» **Entries provided**
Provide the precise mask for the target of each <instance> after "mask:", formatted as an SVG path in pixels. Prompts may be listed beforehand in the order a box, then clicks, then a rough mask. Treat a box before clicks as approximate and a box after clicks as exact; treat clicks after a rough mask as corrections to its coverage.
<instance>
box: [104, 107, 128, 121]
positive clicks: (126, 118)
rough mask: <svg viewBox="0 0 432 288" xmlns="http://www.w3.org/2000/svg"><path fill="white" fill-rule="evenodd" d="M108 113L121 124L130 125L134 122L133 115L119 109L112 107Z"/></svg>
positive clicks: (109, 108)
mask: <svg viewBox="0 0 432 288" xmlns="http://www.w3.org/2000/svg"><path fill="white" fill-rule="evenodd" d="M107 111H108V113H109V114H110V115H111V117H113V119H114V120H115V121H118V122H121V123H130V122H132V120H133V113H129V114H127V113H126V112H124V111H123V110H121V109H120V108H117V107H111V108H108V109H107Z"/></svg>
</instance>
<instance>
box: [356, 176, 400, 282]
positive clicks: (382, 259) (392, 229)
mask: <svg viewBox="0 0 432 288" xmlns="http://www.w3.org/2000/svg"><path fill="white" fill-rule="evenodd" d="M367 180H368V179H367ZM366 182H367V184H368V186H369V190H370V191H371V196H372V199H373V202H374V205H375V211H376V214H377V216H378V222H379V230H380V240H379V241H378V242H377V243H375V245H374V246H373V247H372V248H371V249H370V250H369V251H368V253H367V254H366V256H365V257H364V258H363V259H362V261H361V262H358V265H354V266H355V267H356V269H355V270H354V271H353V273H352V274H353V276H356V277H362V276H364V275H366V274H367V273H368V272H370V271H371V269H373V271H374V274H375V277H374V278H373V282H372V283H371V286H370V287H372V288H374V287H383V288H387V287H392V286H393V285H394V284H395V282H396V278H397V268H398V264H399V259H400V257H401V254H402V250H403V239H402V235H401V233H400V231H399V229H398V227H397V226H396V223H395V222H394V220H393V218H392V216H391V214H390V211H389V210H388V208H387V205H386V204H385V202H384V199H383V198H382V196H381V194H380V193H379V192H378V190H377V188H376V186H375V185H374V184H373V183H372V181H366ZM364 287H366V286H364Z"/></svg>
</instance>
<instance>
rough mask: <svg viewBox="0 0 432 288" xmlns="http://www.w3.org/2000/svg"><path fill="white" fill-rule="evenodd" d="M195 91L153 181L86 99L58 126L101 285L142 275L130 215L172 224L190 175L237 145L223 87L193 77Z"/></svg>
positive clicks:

» **What to produce**
Among the entries above, copy exactly only the lines starting with the one containing "113L121 124L130 125L134" and going through the one containing "box: [356, 176, 400, 282]", both ends included.

» **Exercise output**
rough mask: <svg viewBox="0 0 432 288" xmlns="http://www.w3.org/2000/svg"><path fill="white" fill-rule="evenodd" d="M108 113L121 124L130 125L134 122L133 115L119 109L112 107Z"/></svg>
positive clicks: (109, 108)
mask: <svg viewBox="0 0 432 288" xmlns="http://www.w3.org/2000/svg"><path fill="white" fill-rule="evenodd" d="M107 111H108V113H109V114H110V115H111V117H113V119H114V120H115V121H118V122H121V123H130V122H132V120H133V113H129V114H127V113H126V112H124V111H123V110H121V109H120V108H117V107H111V108H108V109H107Z"/></svg>
</instance>
<instance>
box: [356, 176, 400, 282]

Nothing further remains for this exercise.